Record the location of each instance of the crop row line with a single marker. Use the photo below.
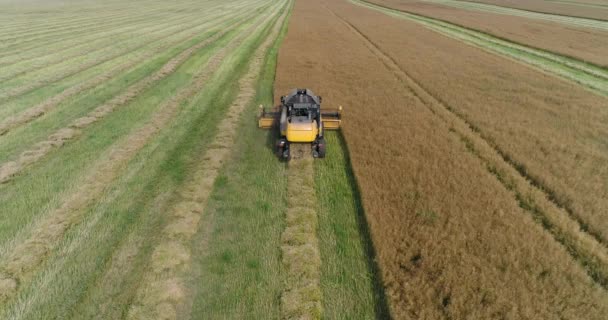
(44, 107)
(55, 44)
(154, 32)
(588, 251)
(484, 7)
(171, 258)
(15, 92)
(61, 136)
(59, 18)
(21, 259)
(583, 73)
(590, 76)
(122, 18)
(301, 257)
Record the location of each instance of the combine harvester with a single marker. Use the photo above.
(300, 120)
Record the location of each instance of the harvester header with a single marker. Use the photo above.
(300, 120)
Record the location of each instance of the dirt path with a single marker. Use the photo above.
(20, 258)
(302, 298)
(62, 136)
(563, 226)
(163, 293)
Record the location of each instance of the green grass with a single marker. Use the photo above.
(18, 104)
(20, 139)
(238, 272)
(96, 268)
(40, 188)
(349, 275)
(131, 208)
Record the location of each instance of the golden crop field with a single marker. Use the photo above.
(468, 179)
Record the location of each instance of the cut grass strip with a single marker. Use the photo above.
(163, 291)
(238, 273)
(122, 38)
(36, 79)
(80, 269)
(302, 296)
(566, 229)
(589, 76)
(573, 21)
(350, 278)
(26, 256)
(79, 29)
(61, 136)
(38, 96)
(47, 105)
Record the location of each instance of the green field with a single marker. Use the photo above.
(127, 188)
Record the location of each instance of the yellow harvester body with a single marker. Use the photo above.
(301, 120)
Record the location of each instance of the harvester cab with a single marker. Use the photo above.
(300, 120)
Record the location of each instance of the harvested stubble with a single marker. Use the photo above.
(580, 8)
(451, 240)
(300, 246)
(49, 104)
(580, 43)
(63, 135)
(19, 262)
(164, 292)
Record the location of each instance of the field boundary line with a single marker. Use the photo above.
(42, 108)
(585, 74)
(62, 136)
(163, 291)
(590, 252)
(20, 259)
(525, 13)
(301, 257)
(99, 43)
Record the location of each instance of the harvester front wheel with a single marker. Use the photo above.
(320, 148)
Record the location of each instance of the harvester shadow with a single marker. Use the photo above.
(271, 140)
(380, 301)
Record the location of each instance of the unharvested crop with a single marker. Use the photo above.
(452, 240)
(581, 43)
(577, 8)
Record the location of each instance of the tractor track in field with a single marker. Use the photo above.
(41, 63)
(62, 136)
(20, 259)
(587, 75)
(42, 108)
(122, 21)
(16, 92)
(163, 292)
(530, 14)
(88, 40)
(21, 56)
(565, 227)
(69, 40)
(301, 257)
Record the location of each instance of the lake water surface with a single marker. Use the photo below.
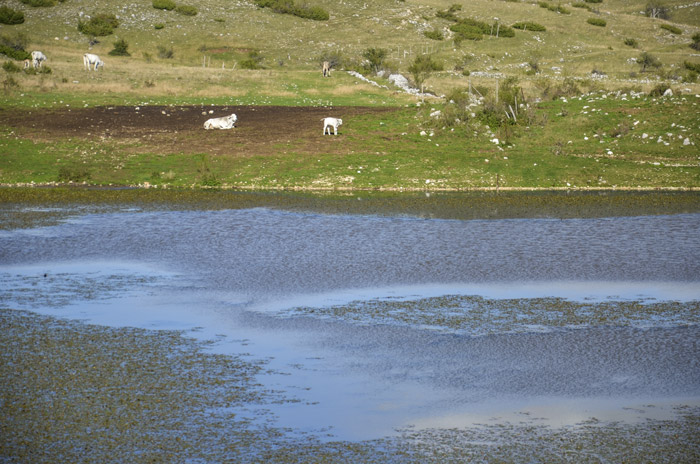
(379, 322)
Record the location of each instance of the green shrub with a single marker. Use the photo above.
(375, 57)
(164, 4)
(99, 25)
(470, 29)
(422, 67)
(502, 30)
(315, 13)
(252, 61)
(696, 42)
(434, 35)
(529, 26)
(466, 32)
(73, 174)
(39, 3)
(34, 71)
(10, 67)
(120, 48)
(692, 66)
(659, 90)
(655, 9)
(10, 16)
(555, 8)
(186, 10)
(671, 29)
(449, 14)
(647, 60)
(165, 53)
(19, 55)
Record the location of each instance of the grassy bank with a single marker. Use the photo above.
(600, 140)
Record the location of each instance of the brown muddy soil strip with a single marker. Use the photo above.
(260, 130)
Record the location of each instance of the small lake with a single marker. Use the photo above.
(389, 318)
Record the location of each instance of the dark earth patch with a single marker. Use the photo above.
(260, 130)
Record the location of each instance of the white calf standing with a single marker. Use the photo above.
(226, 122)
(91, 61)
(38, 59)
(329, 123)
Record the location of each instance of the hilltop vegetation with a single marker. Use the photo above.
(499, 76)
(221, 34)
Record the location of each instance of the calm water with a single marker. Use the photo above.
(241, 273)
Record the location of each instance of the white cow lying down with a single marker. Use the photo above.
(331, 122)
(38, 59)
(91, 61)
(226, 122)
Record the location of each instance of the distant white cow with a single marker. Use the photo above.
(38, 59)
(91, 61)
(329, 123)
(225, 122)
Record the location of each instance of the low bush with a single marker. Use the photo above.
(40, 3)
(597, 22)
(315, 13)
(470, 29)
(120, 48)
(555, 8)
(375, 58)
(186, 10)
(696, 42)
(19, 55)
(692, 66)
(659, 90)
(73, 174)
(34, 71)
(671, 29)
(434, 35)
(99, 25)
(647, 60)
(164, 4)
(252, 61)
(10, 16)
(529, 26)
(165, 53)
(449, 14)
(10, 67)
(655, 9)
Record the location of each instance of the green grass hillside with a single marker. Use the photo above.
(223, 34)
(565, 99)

- DIRECTIVE
Can you rewrite the stretch of records from the line containing "Record the location of each instance of the brown" through the end of the records, and only that stretch, keeping the instruction lines unchanged but shifting every coordinate in the answers by adding 78 to both values?

- THE OUTPUT
Record the location of each instance of the brown muddy soil strip with a single marker. Use the photo above.
(338, 208)
Record the location of each instance of the small lake with a single marker. Use the photo above.
(467, 396)
Record the location of each instance of the dark earth patch with a single marker. Use the photo above.
(338, 208)
Record the location of each instance of the white calf standing with a single marker. Use the photo above.
(304, 200)
(169, 139)
(116, 137)
(407, 201)
Record the location of each instance of the hilltop vegetation with a single marker. Use the photo above.
(577, 154)
(299, 112)
Record the location of each instance of the calm water with a single marker. Use the photo above.
(319, 351)
Record the location of each instance of the white cow lying down with a single marker. Use the photo above.
(409, 200)
(116, 137)
(169, 139)
(304, 200)
Record the location of each instance of the distant white cow with a single marker. Use the photo above.
(116, 137)
(169, 139)
(407, 201)
(303, 200)
Record the location of each instance of the low bush with a single marker. Use the photo above.
(118, 81)
(675, 100)
(393, 91)
(548, 107)
(198, 126)
(633, 86)
(453, 136)
(264, 88)
(774, 120)
(97, 133)
(770, 144)
(737, 168)
(151, 252)
(112, 149)
(749, 107)
(512, 113)
(177, 103)
(725, 138)
(242, 82)
(330, 139)
(88, 94)
(607, 104)
(243, 131)
(527, 92)
(88, 145)
(733, 87)
Record the location of each instance of the green grass hillside with a single marker. Use the photo above.
(301, 112)
(643, 177)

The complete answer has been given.